-- Excerpted data follows --

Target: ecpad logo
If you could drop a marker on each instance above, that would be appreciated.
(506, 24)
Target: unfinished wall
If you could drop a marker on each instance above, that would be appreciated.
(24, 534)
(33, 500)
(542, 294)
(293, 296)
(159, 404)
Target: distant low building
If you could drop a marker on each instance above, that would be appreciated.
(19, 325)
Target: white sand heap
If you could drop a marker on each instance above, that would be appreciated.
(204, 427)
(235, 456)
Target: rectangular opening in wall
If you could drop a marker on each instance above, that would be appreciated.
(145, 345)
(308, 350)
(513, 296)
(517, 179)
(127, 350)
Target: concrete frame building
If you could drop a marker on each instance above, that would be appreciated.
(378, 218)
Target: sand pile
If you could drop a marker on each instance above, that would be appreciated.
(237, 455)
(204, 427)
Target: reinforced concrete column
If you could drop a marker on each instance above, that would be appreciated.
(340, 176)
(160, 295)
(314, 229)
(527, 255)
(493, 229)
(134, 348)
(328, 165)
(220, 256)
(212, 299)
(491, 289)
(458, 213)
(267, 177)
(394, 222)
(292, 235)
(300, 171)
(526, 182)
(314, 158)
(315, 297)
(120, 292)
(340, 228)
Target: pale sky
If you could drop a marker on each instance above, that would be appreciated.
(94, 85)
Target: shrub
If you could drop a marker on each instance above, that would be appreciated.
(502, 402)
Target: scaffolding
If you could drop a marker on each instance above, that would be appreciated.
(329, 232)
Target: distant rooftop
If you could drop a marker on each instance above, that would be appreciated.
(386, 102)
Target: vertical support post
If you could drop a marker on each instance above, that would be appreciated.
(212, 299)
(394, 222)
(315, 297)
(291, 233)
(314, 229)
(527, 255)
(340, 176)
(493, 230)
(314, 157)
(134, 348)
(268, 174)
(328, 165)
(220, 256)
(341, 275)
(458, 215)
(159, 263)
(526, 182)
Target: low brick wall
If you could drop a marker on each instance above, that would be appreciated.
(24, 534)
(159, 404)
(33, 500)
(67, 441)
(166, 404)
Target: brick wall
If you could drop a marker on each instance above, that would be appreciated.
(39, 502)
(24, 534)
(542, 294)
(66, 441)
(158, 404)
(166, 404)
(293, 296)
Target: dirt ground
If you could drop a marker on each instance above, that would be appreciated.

-- Excerpted data concluded --

» The problem:
Show the lines of the records that contain the word "building".

» Result for this exercise:
Target: distant low building
Target: concrete frame building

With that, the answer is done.